> **Directions**
Render the lines of the records below, from the line containing "# test: point at every instance of the sandy" through the last line of the records, as a JSON list of strings with one string per line and blank lines omitted.

[Rows from a pointing dataset]
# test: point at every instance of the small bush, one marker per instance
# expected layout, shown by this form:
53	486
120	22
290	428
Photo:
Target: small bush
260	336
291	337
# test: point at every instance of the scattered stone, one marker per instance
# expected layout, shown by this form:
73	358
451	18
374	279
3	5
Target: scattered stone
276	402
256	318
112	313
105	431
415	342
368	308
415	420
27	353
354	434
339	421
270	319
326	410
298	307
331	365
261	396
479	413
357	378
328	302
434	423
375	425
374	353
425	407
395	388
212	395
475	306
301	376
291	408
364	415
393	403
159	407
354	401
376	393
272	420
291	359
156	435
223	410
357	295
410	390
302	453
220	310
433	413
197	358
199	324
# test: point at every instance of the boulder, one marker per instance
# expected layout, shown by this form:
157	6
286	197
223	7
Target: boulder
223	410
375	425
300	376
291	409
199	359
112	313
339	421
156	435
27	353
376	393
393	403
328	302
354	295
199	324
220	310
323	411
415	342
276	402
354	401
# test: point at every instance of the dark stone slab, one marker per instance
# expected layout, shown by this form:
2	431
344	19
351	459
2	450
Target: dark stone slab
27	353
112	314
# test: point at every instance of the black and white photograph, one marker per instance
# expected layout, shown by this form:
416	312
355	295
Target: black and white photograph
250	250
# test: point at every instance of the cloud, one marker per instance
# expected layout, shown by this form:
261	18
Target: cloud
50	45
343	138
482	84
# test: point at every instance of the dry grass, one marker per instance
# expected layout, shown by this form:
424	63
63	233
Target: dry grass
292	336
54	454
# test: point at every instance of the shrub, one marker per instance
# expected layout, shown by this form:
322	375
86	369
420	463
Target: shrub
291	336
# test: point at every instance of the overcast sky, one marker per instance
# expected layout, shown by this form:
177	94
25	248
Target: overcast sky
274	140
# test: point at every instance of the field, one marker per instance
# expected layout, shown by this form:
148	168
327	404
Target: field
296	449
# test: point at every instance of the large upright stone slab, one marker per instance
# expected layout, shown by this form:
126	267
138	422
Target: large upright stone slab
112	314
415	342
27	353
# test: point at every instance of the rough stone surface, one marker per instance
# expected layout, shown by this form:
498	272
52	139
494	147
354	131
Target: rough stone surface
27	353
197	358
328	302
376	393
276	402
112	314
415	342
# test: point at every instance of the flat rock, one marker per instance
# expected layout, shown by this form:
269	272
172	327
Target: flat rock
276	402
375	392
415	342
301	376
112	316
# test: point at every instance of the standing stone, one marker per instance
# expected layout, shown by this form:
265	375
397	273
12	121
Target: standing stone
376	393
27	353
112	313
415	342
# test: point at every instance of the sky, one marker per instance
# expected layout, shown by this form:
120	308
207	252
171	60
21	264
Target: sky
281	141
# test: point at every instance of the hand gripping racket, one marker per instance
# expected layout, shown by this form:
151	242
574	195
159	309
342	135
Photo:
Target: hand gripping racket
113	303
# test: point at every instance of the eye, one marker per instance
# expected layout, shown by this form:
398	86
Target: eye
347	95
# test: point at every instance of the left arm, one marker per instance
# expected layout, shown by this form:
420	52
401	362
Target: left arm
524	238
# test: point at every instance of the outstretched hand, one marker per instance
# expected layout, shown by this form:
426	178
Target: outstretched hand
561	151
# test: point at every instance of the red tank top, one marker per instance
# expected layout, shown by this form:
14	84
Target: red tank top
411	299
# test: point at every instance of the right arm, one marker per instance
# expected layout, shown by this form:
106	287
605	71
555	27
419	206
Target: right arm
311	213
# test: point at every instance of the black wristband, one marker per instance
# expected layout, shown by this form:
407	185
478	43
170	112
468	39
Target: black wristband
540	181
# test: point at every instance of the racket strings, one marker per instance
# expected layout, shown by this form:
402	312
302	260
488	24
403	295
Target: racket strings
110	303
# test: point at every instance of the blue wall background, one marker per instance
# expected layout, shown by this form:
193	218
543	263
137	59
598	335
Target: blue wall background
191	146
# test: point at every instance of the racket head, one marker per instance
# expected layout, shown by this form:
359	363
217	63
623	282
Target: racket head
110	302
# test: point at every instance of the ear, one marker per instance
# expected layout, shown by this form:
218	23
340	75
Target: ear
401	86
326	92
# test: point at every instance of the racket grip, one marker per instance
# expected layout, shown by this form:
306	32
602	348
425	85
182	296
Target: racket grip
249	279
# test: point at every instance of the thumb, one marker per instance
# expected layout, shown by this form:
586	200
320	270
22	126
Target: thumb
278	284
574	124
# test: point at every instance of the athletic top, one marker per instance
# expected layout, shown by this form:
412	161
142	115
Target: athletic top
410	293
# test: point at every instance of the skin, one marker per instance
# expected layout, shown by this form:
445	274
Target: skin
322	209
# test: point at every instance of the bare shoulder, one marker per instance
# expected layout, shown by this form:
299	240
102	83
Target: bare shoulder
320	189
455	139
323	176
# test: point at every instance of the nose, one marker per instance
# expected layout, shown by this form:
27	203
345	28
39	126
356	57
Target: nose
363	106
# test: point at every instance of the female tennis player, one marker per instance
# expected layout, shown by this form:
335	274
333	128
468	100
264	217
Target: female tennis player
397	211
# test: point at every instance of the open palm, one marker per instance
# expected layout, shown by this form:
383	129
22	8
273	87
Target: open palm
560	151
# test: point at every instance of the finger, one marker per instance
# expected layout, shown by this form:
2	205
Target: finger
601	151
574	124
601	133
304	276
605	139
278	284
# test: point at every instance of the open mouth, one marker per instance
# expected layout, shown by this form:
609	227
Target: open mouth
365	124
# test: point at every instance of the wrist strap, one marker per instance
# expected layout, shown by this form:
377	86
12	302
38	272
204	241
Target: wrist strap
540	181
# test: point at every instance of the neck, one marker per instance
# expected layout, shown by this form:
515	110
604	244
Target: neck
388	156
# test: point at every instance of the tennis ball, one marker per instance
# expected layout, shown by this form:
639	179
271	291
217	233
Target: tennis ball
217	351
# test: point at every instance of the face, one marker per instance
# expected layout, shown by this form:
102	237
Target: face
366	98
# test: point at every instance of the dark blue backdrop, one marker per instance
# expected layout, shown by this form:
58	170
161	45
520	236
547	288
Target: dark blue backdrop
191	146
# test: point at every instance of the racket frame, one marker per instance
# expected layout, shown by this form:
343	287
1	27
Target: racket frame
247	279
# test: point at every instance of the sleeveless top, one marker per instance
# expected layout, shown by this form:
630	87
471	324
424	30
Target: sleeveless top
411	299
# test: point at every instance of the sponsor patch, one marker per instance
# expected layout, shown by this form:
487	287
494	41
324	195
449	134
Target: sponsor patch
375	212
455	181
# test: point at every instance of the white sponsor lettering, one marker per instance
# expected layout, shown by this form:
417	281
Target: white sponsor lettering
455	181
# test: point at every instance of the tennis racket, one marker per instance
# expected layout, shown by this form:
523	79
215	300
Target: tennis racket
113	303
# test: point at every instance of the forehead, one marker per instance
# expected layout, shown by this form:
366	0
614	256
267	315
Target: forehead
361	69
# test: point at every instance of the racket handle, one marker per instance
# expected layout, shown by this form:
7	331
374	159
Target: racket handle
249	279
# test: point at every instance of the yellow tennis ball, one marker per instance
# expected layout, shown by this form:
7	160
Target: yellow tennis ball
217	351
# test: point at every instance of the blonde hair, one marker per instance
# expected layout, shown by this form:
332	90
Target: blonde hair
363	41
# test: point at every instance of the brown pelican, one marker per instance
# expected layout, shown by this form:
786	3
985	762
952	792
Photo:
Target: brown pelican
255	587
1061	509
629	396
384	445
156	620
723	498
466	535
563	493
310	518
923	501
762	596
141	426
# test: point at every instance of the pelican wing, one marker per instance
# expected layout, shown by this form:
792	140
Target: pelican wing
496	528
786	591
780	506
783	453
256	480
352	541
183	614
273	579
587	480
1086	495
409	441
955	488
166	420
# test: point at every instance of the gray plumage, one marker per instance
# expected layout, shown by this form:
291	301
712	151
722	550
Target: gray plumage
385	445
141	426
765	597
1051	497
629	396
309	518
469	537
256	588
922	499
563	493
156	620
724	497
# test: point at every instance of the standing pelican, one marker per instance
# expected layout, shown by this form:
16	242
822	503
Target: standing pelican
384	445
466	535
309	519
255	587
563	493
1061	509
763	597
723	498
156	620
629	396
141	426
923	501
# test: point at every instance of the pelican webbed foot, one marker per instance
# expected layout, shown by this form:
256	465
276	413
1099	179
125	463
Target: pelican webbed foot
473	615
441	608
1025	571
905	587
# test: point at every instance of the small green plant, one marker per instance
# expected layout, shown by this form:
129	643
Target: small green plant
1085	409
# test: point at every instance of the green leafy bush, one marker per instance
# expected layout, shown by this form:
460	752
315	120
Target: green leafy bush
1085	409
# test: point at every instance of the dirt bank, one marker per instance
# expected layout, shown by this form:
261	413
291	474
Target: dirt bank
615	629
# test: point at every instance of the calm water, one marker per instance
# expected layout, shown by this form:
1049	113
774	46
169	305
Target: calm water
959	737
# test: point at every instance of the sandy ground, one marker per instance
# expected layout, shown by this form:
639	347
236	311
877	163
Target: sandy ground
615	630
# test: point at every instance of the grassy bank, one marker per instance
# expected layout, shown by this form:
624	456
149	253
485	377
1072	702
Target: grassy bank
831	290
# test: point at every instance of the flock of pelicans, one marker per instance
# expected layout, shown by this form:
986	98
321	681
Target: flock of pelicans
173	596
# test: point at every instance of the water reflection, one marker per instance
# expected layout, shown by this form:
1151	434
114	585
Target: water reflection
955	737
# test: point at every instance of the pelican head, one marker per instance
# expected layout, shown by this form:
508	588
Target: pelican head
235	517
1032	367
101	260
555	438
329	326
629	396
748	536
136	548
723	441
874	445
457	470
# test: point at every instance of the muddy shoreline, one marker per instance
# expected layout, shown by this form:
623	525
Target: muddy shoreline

> **Full response**
[
  "# test: point at every instance of the sandy ground, one marker per instance",
  "# expected layout, shown by this form:",
  "639\t347",
  "236\t311",
  "877\t163",
  "Target: sandy ground",
  "615\t630",
  "# test: point at every instance of the grassy bank, one marker per instance",
  "# expected layout, shown by this form:",
  "624\t456",
  "149\t253",
  "485\t377",
  "1072\t702",
  "Target: grassy bank",
  "831\t290",
  "# test: point at every instance of the flock of pelicans, one marker per instance",
  "# expected layout, shown by this form:",
  "986\t98",
  "321\t681",
  "Target: flock of pelicans",
  "173\t596",
  "# test: point at every instance of the water reflection, one marker per instance",
  "# expected layout, shown by this form:",
  "1151\t434",
  "114\t585",
  "Target: water reflection",
  "955\t737",
  "# test: point at every instance of the pelican head, one marker per instance",
  "# expected layout, shown by this form:",
  "508\t588",
  "Target: pelican head",
  "235\t517",
  "1032\t367",
  "101\t260",
  "555\t438",
  "329\t326",
  "629\t396",
  "748\t536",
  "136\t548",
  "723\t441",
  "874\t445",
  "457\t470",
  "# test: point at every instance of the muddy shoreline, one marker per instance",
  "# expected layout, shown by this form:",
  "623\t525",
  "Target: muddy shoreline"
]